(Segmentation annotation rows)
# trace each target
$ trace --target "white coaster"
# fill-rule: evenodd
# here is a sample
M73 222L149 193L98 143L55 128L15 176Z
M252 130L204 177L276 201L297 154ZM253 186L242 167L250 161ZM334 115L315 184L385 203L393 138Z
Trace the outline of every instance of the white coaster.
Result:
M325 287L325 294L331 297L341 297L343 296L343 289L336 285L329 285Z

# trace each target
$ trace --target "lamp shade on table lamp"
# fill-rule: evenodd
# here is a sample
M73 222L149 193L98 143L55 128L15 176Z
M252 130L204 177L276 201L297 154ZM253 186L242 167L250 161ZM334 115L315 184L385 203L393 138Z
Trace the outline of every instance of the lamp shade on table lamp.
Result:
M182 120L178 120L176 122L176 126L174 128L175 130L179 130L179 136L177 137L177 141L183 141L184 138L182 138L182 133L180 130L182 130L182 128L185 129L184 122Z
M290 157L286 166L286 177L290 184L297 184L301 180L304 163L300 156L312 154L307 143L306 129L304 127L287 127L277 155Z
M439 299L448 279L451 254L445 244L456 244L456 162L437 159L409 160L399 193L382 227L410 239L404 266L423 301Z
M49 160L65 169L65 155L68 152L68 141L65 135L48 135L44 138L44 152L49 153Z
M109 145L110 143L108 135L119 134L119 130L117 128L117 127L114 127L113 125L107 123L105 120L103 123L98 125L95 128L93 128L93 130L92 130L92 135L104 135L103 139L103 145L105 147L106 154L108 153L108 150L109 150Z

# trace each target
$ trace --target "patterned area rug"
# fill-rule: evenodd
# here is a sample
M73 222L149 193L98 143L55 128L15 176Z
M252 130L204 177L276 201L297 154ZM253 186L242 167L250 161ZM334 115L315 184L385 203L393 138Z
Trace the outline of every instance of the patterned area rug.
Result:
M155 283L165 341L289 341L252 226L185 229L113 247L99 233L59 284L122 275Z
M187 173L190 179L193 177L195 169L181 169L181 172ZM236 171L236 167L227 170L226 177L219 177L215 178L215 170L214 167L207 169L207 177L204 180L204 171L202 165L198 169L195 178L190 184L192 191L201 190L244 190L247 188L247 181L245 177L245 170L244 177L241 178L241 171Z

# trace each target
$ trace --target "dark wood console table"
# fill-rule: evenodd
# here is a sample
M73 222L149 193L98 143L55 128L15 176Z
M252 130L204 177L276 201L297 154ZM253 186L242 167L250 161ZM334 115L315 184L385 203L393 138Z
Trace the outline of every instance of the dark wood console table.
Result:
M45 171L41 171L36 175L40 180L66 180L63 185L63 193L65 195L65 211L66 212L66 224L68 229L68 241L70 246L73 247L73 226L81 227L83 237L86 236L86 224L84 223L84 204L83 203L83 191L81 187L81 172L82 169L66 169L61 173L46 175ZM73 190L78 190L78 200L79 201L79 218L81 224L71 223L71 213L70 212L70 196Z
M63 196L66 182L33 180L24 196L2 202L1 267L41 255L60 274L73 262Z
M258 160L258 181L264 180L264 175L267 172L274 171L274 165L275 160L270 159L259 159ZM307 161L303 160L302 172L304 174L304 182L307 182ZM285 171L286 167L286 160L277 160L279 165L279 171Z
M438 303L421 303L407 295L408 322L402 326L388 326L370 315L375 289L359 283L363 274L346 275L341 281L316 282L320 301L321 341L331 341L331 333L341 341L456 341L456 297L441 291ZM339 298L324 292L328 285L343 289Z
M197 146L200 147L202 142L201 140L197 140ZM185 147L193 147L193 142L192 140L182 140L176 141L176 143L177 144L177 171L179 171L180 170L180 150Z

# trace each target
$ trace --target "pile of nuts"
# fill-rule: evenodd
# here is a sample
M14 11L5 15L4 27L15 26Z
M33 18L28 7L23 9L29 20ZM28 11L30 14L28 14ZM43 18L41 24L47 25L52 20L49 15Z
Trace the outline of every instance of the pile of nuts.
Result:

> DIRECTIONS
Can you retype the rows from the very beginning up to and including the line with "M325 287L325 294L331", keeping every character the same?

> ANSWER IN FULL
# trace each target
$ trace --target "white coaster"
# fill-rule: evenodd
# here is a sample
M73 222L149 193L98 143L55 128L15 176Z
M252 130L204 177L276 201L297 154ZM253 186L242 167L250 161ZM334 115L315 184L385 203L393 138Z
Trace the outline of every instance of the white coaster.
Result:
M325 287L325 294L331 297L341 297L343 296L343 289L336 285L329 285Z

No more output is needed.